[Image region outline records]
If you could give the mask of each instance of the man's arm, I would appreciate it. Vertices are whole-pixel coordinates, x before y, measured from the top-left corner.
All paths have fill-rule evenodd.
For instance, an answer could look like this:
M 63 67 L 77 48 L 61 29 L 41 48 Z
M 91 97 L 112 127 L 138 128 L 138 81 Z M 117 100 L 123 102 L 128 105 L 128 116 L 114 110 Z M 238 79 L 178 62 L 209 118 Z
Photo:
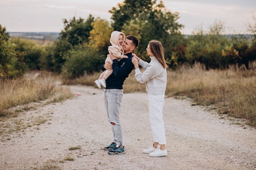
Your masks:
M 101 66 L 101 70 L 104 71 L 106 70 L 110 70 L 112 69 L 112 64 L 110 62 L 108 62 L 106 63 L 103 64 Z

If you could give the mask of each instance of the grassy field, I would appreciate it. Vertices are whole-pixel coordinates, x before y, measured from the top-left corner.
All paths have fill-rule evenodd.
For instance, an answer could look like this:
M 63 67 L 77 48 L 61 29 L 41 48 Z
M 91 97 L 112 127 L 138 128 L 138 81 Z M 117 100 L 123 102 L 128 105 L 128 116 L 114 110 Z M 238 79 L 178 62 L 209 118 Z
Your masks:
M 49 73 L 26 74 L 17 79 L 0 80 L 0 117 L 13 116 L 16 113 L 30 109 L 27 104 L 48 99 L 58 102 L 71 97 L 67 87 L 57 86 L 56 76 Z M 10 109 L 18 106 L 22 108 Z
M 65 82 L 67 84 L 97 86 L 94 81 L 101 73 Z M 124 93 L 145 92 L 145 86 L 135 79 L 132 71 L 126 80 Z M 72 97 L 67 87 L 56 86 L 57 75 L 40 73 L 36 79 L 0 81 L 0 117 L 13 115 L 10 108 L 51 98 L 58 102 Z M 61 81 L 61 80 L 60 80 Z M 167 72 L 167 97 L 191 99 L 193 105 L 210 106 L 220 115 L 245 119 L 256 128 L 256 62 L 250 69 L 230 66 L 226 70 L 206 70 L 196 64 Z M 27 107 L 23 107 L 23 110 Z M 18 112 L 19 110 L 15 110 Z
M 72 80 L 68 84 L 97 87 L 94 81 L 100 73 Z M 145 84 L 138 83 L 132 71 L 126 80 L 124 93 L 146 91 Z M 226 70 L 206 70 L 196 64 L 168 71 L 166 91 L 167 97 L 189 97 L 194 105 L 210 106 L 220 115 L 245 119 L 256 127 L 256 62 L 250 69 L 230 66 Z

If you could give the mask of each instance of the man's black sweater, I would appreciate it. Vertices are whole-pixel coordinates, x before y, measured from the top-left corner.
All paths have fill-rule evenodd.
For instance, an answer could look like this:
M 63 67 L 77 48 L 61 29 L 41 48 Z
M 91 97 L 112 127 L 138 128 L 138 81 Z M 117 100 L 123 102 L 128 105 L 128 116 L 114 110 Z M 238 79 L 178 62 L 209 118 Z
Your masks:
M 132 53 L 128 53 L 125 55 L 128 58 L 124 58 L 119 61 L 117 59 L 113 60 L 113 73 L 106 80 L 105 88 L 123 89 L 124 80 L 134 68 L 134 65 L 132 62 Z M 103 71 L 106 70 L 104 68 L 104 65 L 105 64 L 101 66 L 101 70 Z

* * *

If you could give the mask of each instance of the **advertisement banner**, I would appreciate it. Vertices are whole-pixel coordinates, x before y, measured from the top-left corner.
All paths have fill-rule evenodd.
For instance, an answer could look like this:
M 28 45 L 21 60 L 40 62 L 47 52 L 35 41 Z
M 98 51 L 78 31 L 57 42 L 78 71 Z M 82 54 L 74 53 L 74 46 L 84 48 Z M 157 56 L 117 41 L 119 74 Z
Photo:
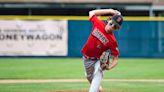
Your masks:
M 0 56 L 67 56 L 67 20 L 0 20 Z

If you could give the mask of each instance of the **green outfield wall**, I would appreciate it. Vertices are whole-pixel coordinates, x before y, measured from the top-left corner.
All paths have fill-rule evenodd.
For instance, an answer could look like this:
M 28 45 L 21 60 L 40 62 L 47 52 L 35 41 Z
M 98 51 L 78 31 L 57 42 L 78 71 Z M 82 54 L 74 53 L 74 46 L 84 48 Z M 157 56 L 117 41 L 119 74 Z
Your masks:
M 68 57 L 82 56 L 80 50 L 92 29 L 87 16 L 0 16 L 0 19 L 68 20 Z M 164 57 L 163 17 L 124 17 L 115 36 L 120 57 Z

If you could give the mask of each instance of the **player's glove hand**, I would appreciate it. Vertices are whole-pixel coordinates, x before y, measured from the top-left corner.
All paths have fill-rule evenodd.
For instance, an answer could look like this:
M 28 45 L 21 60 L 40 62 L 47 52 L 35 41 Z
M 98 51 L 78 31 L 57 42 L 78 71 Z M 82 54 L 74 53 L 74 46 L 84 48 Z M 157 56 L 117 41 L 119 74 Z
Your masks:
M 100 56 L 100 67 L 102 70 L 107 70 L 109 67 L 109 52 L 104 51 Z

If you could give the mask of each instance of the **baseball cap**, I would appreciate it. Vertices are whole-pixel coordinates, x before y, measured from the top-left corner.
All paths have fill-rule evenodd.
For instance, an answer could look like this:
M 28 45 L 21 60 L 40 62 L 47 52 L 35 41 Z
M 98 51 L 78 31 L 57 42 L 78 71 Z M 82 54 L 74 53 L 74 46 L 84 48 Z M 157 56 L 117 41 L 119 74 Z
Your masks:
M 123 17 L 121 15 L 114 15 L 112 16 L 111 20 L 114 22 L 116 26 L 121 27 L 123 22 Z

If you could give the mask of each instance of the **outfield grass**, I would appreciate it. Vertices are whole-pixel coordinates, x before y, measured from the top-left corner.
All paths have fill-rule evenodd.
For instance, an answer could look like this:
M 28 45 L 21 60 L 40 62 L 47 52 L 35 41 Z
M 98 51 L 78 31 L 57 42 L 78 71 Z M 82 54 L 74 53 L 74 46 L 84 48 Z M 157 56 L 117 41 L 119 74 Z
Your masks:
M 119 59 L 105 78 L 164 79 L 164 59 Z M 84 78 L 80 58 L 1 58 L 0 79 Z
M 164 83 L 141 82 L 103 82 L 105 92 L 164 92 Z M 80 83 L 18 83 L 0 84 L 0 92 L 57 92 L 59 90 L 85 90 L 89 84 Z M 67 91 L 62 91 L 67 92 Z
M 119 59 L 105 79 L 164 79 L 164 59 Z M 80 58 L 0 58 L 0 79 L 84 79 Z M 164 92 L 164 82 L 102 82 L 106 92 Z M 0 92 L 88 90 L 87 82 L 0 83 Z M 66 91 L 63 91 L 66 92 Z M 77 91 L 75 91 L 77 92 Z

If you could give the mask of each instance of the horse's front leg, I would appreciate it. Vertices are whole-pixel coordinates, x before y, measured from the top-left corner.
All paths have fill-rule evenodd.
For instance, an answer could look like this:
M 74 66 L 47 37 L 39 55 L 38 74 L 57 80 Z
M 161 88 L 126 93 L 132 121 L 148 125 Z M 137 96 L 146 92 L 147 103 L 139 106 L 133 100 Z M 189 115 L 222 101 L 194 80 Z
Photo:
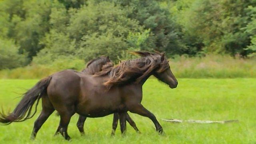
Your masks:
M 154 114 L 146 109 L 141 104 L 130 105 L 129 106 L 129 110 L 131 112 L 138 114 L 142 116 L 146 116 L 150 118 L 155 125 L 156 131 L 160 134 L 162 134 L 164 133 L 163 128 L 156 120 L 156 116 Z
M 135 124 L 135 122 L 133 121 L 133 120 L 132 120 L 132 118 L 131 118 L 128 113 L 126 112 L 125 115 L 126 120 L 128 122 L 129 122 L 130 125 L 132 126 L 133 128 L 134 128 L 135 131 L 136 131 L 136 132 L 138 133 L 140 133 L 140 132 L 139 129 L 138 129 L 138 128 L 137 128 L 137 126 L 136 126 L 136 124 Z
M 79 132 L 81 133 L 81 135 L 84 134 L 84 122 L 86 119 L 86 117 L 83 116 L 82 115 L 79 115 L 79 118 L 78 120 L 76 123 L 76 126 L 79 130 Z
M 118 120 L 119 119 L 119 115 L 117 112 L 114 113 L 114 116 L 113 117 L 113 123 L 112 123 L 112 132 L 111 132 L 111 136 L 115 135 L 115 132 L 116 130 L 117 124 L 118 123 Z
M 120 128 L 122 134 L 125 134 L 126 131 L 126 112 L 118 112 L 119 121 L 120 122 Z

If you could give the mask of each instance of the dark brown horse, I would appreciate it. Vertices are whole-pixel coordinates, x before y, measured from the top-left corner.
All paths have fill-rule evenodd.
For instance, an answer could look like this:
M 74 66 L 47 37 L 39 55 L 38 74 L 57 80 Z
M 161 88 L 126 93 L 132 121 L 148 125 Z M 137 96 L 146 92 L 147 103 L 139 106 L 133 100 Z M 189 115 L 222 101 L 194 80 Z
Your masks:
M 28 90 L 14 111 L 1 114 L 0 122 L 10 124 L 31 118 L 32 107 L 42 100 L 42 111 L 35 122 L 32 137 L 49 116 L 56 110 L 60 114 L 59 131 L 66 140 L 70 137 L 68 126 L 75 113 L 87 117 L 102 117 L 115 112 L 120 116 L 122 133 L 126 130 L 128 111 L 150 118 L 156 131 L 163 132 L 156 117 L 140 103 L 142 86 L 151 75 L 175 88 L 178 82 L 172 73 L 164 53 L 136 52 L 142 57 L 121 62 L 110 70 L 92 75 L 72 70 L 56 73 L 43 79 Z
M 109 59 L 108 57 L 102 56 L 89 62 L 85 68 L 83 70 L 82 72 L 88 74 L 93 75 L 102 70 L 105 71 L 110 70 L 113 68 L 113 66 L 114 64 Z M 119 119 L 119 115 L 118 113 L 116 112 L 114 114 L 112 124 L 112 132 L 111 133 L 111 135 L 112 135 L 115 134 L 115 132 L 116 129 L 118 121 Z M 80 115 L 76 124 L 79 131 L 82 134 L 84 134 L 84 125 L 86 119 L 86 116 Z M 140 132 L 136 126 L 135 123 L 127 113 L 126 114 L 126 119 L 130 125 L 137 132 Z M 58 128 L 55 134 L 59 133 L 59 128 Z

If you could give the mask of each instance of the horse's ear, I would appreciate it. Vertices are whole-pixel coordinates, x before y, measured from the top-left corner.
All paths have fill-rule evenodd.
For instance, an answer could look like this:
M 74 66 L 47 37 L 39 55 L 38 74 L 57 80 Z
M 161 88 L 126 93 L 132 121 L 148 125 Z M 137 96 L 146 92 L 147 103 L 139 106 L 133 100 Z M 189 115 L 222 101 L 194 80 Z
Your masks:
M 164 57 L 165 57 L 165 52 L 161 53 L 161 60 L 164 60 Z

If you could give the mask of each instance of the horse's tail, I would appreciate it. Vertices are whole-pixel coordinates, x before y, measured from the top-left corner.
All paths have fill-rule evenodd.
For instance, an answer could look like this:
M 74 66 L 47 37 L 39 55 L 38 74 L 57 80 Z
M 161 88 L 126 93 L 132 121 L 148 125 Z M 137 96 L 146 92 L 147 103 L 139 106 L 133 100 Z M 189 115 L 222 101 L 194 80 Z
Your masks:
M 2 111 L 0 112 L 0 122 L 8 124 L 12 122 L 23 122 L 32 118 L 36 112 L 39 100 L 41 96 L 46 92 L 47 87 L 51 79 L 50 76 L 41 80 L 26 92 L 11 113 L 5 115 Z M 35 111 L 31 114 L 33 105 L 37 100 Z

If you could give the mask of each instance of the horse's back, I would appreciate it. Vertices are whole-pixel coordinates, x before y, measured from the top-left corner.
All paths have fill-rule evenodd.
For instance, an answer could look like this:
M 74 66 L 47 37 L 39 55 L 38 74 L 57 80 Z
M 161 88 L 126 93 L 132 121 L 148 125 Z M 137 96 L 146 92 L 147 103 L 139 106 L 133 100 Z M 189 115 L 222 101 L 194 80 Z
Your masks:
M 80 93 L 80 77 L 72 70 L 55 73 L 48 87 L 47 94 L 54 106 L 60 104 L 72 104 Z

◆ **What you will do**
Copy the material from the line with "of the grassy" up to and including the line with "M 49 73 L 26", keeping every line unchanged.

◆ **Solution to the problem**
If you could give the mask of each instance of the grassy field, I would appreciate it. Vertices are whole-pixel coordinates, x before y, measured from the top-left corner.
All paths have fill-rule evenodd.
For instance, an answer could look like this:
M 63 67 L 77 48 L 61 29 L 41 48 Z
M 91 97 L 112 127 L 138 128 L 138 81 Z M 117 100 L 123 102 L 128 105 L 128 116 L 114 110 Z M 238 79 L 178 62 L 209 118 Z
Your masks:
M 49 73 L 26 74 L 17 79 L 0 80 L 0 117 L 13 116 L 16 113 L 30 109 L 27 104 L 48 99 L 58 102 L 71 97 L 67 87 L 57 86 L 56 76 Z M 10 109 L 18 106 L 22 108 Z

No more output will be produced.